(Natural language region descriptions)

_____

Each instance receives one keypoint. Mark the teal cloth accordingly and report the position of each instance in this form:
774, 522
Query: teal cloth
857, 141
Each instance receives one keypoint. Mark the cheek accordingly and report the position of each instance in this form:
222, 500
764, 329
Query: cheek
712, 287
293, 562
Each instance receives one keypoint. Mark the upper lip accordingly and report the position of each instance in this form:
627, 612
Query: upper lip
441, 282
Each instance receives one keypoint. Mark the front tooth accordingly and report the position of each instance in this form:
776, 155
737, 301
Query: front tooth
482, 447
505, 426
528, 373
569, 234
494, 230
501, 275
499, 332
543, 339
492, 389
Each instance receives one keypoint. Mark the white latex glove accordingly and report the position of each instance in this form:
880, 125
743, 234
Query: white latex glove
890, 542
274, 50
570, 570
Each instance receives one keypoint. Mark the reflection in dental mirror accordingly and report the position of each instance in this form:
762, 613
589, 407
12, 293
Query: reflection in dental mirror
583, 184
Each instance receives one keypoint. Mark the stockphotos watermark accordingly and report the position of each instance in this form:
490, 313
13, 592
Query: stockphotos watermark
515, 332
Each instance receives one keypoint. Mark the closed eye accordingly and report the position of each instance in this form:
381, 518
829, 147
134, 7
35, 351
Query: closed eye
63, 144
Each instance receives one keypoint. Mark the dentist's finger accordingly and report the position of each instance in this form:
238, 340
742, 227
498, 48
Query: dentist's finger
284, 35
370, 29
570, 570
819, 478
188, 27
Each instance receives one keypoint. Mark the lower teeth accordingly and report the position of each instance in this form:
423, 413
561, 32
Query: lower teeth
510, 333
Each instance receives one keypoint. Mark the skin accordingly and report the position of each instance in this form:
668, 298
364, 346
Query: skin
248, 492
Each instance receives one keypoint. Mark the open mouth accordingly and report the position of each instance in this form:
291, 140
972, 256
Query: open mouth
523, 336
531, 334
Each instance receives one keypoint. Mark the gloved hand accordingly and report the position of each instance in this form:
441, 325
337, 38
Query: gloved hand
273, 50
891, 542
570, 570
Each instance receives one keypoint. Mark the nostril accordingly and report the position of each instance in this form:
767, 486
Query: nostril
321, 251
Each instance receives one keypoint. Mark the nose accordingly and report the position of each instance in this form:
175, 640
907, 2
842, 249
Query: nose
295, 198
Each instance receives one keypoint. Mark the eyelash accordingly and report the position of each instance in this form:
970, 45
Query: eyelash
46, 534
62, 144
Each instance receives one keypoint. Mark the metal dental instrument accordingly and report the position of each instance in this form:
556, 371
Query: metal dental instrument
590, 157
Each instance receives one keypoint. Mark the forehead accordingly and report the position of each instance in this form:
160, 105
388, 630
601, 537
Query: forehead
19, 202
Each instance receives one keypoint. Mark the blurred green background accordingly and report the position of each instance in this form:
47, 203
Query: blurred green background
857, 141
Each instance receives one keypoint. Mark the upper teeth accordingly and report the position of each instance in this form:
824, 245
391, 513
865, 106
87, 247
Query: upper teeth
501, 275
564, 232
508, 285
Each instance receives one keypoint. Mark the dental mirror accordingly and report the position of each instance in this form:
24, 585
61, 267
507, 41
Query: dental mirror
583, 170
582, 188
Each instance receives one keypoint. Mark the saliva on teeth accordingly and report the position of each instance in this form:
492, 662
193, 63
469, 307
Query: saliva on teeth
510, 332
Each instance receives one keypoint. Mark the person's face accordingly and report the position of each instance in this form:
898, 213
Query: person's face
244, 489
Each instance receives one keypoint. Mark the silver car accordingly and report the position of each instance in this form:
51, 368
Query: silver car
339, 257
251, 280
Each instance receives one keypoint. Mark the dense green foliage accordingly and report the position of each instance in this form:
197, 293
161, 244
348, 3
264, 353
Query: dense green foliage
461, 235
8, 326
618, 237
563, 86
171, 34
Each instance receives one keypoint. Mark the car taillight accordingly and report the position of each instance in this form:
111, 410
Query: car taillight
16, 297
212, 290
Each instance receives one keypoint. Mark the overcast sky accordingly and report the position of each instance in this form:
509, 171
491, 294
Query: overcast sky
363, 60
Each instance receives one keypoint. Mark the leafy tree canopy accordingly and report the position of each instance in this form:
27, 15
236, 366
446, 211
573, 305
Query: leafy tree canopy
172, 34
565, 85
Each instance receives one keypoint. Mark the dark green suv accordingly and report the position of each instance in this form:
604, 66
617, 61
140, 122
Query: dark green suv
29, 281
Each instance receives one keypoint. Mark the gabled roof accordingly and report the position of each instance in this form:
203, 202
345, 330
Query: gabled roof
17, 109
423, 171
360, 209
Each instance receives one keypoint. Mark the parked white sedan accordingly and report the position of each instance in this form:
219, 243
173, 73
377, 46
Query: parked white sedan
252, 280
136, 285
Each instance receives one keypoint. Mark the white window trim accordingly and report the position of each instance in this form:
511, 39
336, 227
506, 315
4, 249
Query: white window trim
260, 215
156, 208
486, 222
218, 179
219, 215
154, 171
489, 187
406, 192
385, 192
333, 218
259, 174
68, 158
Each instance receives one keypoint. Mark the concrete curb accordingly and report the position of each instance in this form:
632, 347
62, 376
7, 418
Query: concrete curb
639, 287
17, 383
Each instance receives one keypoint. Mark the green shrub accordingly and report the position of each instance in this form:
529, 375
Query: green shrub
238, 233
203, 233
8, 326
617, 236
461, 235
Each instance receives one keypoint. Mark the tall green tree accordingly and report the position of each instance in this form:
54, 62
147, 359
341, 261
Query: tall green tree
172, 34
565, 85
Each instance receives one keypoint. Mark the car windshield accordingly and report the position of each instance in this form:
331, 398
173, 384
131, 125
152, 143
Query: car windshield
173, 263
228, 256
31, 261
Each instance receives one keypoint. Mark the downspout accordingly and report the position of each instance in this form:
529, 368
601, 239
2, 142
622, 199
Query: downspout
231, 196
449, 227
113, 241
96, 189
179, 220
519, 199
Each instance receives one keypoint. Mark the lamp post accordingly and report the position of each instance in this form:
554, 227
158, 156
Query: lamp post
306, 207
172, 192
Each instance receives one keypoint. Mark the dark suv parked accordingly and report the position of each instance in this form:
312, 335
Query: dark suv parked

_____

PROBLEM STATEMENT: All the entries are to be set down exactly as they appear.

EXPECTED ANSWER:
Each instance receives one keypoint. Mark the teal cloth accordingly and report the position of each instance in this form:
774, 522
Query: teal cloth
857, 141
Each instance receives one keypoint. Mark the cheek accordingly and report the position of each instance in this form:
222, 500
764, 329
Query: cheek
712, 287
293, 562
Each instance receives one keypoint. Mark the upper lip accordingly and report the position of each instance in this form:
627, 612
Query: upper lip
441, 282
Each instance receives one keypoint. Mark the front tooth accordingly and report the position of each instance in this form:
776, 155
737, 301
Query: front tooth
482, 447
505, 426
528, 373
569, 234
494, 230
501, 275
499, 332
543, 339
492, 389
Each instance receives one keypoint. Mark the white latex glove accordingly and report the position of each instance in this form:
880, 125
743, 234
Query: white latex glove
890, 542
274, 50
570, 570
Each instance receives one keypoint. Mark the reflection in dental mirror accordingly and report the position of each instance in this form:
762, 613
589, 407
12, 293
Query: reflection in dental mirror
583, 184
Each instance receives one keypoint. Mark the stockphotos watermark accordingly and report the position of each instance in this form:
490, 313
13, 592
Query: stockphotos watermark
515, 332
Each instance receives one keypoint. Mark the closed eye accordingly and report the position of each instance in this form:
381, 518
829, 147
134, 7
35, 351
Query: closed eye
63, 144
Each instance receives one keypoint. Mark the dentist's finger accordingly and report the position of each instance in this form:
238, 340
742, 227
498, 48
Query: dentist's finger
284, 35
370, 29
570, 570
819, 478
188, 27
Each instance receives one keypoint. Mark the lower teeth accordingly and report the position of each instance in this form:
423, 413
561, 32
Query: lower teeth
510, 333
Each instance receives one keypoint. Mark the skin accordingly and report the position of each instance in this form:
668, 298
364, 346
Query: skin
248, 492
Each instance receives one keypoint. Mark the open mouth accordingly and report the position of each instance in this form:
291, 140
972, 256
Query: open mouth
523, 336
531, 334
Each instance receives one keypoint. Mark the gloved hand accordingly and report the position of each instance in this form:
441, 325
337, 38
Query: gloved hand
273, 50
891, 542
570, 570
Each instance receives one keypoint. Mark the nostril accordingly and report the position of each instance in this form:
767, 486
Query: nostril
321, 251
Each instance receives one keypoint. Mark the nose accordingly and report the position of each instance in this form:
175, 640
907, 2
842, 249
Query: nose
295, 198
Each instance receives one keypoint. Mark the eyelash accordingly and report the position of each instance in this form:
970, 45
Query: eyelash
46, 534
62, 144
Each instance receives one keypoint. Mark the metal dental instrument accordingly and report the position of each instance in this form:
556, 371
Query: metal dental instrument
590, 157
Each instance receives one keypoint. Mark the forehead accordingly and report the position of each instance in this form:
160, 105
388, 630
601, 537
Query: forehead
19, 202
Each instance receives one keypoint. Mark the blurred green background accordingly and report the position of each instance in this form:
47, 203
Query: blurred green background
857, 141
Each instance receives one keypoint. Mark the upper teeth accordingly and report the position of each instance in this form:
824, 245
391, 513
865, 106
87, 247
Query: upper teeth
501, 275
564, 232
508, 285
Each instance receives one keypoint. Mark the dental mirror accordingly and report the position of each instance in this form:
24, 585
61, 267
507, 41
Query: dental mirror
583, 170
582, 188
Each instance receives one keypoint. Mark the saliva on teeth accordingly and report the position of each instance in this form:
492, 662
193, 63
469, 307
Query: saliva on teeth
510, 332
Each instance receives one keypoint. Mark the person's face accordingly and report the position of each instance in this form:
898, 213
Query: person's face
244, 489
Each instance receives one keypoint. Mark the silver car accordingly and report the position of each instance in this form:
51, 368
Query: silver car
339, 257
251, 280
Each instance receives one keypoint. Mark the dense green foliage accordingly and report the position of each instance in this form:
197, 293
161, 244
348, 3
264, 353
Query: dense green foliage
461, 235
8, 326
618, 237
563, 86
171, 34
Each instance receives one keypoint. Mark the car taillight accordingly and report the position of each instance in this form:
111, 410
Query: car taillight
16, 297
212, 290
Each instance receives one keypoint. Mark the overcast sky accordingly and report the position of each instance in this form:
509, 171
491, 294
Query: overcast sky
363, 60
Each instance receives one keypoint. Mark the leafy tree canopy accordingly and report the position of each instance in this form:
27, 15
236, 366
446, 211
573, 305
Query: leafy tree canopy
172, 34
565, 85
Each instance receives one keypoint. Mark the dark green suv accordingly and report the position of each instance in this form:
604, 66
617, 61
140, 122
Query: dark green suv
29, 281
Each instance receives one keypoint. Mark the gabled roof accordingly and report the position of each instance in this form:
203, 202
345, 330
Query: gabled roof
17, 109
423, 171
360, 209
Each instance receives one keypoint. Mark the parked white sedan accordingly and report the position of each instance in this form:
219, 243
173, 73
377, 46
Query: parked white sedan
252, 280
136, 285
Each instance receives one keypoint. Mark the white window trim accordingly and report the position of each instance in this form:
511, 39
336, 227
506, 315
4, 249
Query: white window trim
260, 215
156, 208
486, 222
218, 179
219, 215
154, 171
489, 187
406, 192
385, 192
333, 218
259, 174
68, 158
Each instance receives one keypoint. Mark the concrete curb accordingly and report the position of each instance in this form:
632, 347
62, 376
7, 418
Query: concrete curb
639, 287
17, 383
Each instance receives one keypoint. Mark the green shrub accordingly and report the position of each instance in this form:
529, 375
Query: green shrub
238, 233
203, 233
8, 326
617, 236
461, 235
Each instance receives one keypoint. Mark the tall green tree accordingly and report the position of each instance in this form:
54, 62
147, 359
341, 261
Query: tall green tree
172, 34
565, 85
Each instance receives one keypoint. Mark the car windshield accordingly and report the position of each instance in this form:
331, 398
173, 384
131, 125
152, 143
Query: car windshield
173, 263
228, 256
31, 261
Each instance receives one keypoint. Mark the downspout accordingly and report the position of each instance in this form:
529, 368
601, 239
2, 142
622, 199
Query: downspout
231, 196
449, 227
113, 241
96, 189
179, 220
519, 199
Each instance receives one keypoint. Mark the lamp post accordingly and report the position of each instance in this form:
554, 227
158, 156
Query: lamp post
306, 207
172, 192
Each instance receives one keypoint. Mark the dark suv parked accordingly and report the position of each instance in this form:
312, 335
Query: dark suv parked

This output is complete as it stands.